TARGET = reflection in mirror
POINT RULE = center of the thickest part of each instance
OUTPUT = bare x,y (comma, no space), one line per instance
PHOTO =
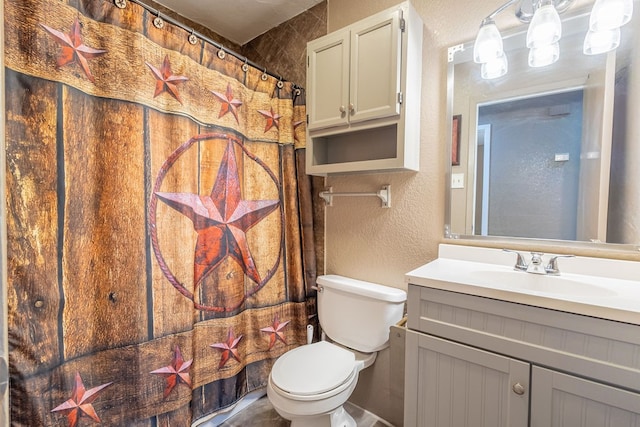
550,152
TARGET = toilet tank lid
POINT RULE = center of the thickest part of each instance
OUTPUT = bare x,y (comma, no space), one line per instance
372,290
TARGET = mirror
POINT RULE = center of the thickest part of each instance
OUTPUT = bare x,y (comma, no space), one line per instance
552,152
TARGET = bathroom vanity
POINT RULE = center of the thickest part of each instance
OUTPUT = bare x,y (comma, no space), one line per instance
490,346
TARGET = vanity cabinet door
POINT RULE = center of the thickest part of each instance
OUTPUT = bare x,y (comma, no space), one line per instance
453,385
561,400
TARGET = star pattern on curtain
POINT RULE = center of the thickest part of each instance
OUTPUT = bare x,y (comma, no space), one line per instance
229,103
73,48
229,348
222,220
176,372
80,403
275,331
166,81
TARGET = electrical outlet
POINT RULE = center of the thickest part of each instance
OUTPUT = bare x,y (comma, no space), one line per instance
457,180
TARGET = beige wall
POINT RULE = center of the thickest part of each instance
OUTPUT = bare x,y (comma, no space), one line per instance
380,245
367,242
363,240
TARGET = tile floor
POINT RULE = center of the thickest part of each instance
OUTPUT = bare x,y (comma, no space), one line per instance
262,414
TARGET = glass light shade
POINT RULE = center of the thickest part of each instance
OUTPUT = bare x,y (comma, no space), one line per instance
597,42
496,68
543,56
545,27
610,14
488,45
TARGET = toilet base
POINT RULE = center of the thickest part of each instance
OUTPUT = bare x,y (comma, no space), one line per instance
337,418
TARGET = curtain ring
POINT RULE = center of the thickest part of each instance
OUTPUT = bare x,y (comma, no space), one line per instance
158,22
193,39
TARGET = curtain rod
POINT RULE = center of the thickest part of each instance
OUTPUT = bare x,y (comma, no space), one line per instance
201,36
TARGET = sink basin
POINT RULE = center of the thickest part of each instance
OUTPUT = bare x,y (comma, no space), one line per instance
539,283
596,287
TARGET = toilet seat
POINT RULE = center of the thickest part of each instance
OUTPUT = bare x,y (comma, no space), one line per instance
313,369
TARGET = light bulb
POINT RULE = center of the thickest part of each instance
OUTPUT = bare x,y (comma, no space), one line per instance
610,14
597,42
545,27
488,44
543,56
496,68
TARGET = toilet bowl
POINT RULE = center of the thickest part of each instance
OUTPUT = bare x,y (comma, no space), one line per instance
310,384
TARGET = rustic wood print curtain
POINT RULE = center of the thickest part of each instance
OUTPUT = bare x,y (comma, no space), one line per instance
156,204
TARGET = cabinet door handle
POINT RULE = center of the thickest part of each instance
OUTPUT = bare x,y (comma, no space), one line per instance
518,389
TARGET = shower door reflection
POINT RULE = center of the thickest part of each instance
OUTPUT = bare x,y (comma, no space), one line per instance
528,167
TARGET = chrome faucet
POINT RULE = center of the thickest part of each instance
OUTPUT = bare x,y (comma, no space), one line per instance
552,265
535,266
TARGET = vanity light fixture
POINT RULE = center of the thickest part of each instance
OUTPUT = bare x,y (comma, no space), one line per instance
545,31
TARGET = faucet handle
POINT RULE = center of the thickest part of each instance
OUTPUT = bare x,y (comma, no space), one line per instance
520,264
552,266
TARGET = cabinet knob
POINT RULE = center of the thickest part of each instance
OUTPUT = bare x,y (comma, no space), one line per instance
518,389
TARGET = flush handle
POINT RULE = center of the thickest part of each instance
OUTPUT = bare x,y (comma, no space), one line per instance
518,389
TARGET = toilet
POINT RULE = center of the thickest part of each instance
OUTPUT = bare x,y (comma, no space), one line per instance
310,384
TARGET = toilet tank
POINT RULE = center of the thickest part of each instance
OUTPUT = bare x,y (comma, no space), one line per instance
358,314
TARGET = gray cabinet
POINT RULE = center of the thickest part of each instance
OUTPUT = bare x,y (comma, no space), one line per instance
461,386
473,361
561,400
363,95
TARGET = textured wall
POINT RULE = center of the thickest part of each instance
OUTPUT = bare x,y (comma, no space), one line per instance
283,49
370,243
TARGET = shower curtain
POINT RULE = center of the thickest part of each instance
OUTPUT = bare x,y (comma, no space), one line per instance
158,218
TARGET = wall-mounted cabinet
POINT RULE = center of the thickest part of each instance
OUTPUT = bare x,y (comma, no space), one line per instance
363,87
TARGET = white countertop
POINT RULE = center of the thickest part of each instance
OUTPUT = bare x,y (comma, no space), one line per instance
608,289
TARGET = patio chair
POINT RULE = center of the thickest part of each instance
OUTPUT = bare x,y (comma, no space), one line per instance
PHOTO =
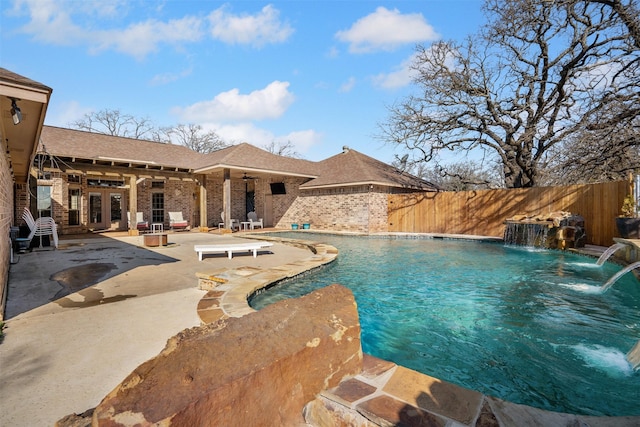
141,224
44,226
254,221
177,221
234,223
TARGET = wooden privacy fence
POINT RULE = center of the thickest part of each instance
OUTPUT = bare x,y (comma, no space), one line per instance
483,212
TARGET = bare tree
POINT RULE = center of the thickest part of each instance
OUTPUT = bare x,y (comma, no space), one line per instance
540,74
457,176
194,137
286,149
115,123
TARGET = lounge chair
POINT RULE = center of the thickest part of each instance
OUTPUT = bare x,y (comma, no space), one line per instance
234,223
254,221
177,221
230,248
141,224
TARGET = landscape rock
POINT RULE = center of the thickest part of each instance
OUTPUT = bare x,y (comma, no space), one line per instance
258,370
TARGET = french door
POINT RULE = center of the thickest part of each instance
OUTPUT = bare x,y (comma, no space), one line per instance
105,210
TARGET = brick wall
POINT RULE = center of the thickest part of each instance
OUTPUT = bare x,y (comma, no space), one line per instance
361,209
6,221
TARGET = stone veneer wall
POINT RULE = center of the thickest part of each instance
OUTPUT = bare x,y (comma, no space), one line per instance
6,221
361,209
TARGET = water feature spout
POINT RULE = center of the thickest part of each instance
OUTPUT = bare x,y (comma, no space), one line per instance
609,252
619,274
633,357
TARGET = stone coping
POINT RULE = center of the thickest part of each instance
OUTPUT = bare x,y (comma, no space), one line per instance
228,290
383,393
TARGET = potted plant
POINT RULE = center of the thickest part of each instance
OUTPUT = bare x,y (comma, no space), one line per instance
628,223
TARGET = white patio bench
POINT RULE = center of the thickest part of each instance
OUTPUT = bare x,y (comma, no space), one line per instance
230,248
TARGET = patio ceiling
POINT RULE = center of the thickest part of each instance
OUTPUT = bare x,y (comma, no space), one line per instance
22,139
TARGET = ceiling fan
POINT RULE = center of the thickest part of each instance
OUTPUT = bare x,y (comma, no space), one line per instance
246,177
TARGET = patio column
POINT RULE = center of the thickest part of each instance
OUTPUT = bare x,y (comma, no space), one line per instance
226,198
203,200
133,205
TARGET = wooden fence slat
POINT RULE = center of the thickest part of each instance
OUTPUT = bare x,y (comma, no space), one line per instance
483,212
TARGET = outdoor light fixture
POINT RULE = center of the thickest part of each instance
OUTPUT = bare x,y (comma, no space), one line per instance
16,114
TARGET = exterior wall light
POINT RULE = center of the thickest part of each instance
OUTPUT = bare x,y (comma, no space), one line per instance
16,114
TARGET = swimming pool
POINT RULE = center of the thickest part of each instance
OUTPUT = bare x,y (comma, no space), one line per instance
528,326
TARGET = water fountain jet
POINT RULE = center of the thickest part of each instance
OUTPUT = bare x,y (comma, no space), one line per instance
619,274
609,252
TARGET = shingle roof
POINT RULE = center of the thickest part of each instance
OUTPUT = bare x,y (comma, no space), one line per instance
347,168
95,146
354,168
250,157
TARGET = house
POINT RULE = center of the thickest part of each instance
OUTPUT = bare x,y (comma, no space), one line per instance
23,106
93,182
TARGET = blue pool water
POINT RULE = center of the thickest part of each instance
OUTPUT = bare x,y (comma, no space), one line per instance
527,326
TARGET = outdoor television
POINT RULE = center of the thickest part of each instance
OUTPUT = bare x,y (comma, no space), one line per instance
278,188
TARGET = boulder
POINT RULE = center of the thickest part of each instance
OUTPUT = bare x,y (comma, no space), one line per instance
257,370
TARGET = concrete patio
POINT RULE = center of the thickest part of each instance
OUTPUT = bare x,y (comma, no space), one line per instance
82,317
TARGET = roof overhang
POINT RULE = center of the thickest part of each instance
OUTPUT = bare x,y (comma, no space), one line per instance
359,183
22,138
240,171
69,162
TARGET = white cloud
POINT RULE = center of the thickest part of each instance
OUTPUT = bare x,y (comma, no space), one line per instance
64,113
258,30
268,103
386,30
302,140
402,75
52,22
348,85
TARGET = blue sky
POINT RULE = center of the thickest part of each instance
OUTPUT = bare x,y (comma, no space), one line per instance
319,74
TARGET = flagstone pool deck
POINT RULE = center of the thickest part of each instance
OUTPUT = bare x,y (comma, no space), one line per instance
81,318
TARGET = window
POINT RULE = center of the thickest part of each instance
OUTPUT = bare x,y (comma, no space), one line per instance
96,182
116,206
44,201
74,206
157,207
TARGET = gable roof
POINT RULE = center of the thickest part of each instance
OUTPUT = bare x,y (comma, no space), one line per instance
354,168
116,150
32,98
250,158
345,169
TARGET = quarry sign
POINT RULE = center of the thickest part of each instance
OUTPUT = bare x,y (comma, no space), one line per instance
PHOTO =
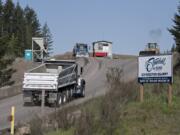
155,69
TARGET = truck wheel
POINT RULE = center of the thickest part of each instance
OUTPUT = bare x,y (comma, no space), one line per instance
83,92
60,99
64,97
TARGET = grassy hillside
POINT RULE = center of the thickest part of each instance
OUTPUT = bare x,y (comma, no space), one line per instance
120,112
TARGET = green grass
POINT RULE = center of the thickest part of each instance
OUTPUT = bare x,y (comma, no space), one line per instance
152,117
62,132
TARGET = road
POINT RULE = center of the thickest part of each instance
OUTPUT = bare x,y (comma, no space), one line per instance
95,75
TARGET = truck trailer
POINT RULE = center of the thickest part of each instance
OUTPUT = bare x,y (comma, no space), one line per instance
58,78
81,50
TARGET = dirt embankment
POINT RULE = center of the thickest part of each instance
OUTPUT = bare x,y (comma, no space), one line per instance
20,66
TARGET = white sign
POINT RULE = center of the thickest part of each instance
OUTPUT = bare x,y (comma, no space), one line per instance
155,69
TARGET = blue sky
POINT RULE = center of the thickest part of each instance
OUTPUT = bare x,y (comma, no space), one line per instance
129,24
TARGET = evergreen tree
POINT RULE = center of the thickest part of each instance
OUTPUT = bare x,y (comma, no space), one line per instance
8,14
48,39
19,25
175,30
173,49
5,61
32,25
1,18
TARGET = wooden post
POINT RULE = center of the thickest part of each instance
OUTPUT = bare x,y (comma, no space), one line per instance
42,102
141,92
170,95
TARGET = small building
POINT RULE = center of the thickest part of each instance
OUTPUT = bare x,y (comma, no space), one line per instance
102,49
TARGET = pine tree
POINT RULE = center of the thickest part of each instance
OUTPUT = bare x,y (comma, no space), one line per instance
19,25
5,61
175,30
32,25
48,39
8,14
1,18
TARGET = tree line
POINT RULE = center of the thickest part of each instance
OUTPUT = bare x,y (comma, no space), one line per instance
17,27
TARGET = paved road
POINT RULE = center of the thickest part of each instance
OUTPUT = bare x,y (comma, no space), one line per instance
95,76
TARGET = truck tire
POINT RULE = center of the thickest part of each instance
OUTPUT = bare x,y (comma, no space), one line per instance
83,92
64,95
60,99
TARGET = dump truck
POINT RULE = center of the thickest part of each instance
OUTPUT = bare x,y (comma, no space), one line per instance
81,50
60,79
151,49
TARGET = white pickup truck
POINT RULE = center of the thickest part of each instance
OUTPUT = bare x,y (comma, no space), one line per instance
58,78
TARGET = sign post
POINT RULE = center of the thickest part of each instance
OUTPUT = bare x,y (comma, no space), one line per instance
12,119
155,69
141,93
170,95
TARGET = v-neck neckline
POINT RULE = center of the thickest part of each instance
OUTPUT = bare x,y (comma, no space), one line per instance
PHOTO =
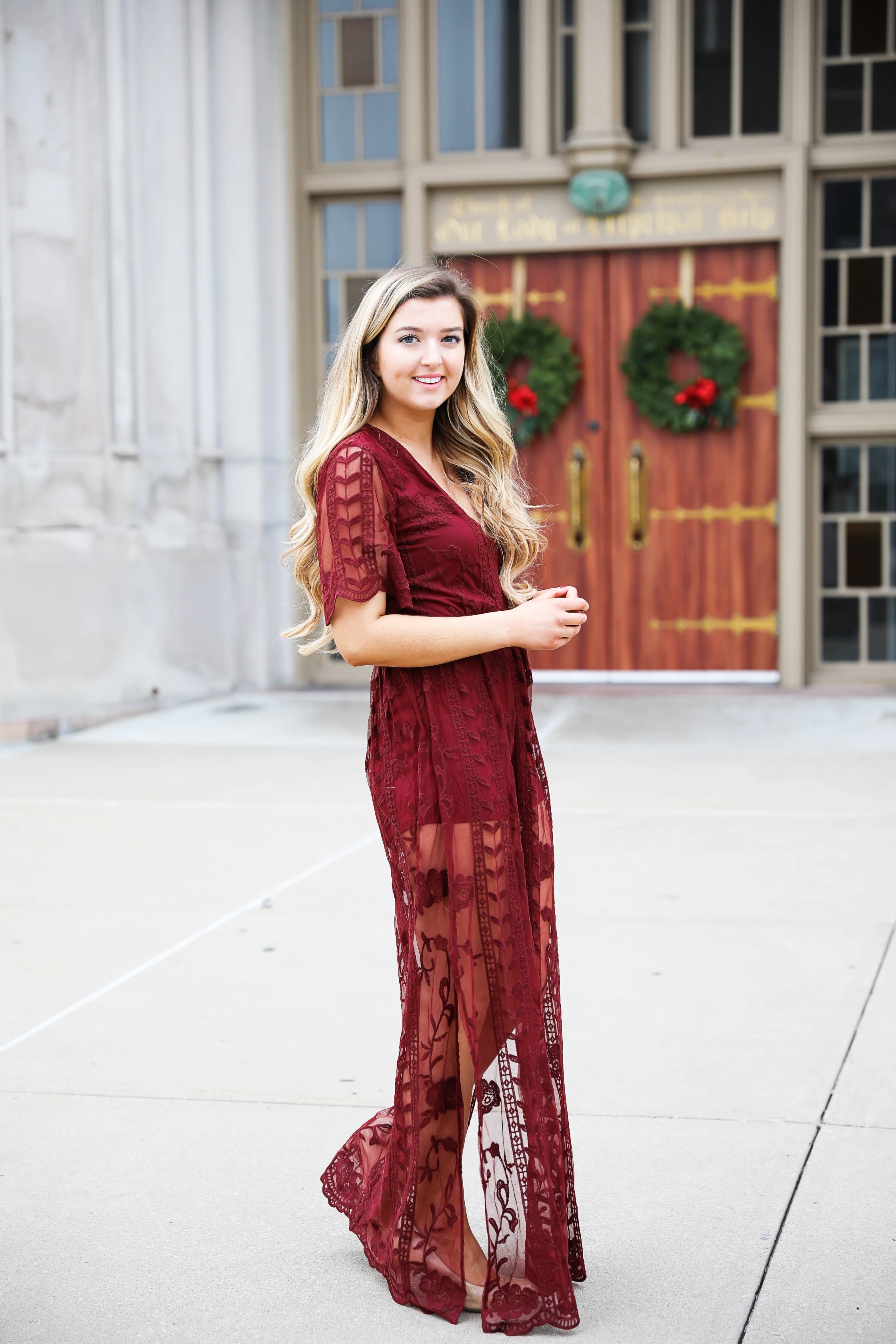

......

→ DIRECTIVE: Pull out every line of the entries above that contains the string "tree", matching case exactly.

→ WORKED ANSWER:
TARGET = bare tree
TARGET = evergreen tree
TARGET = pine tree
TARGET = tree line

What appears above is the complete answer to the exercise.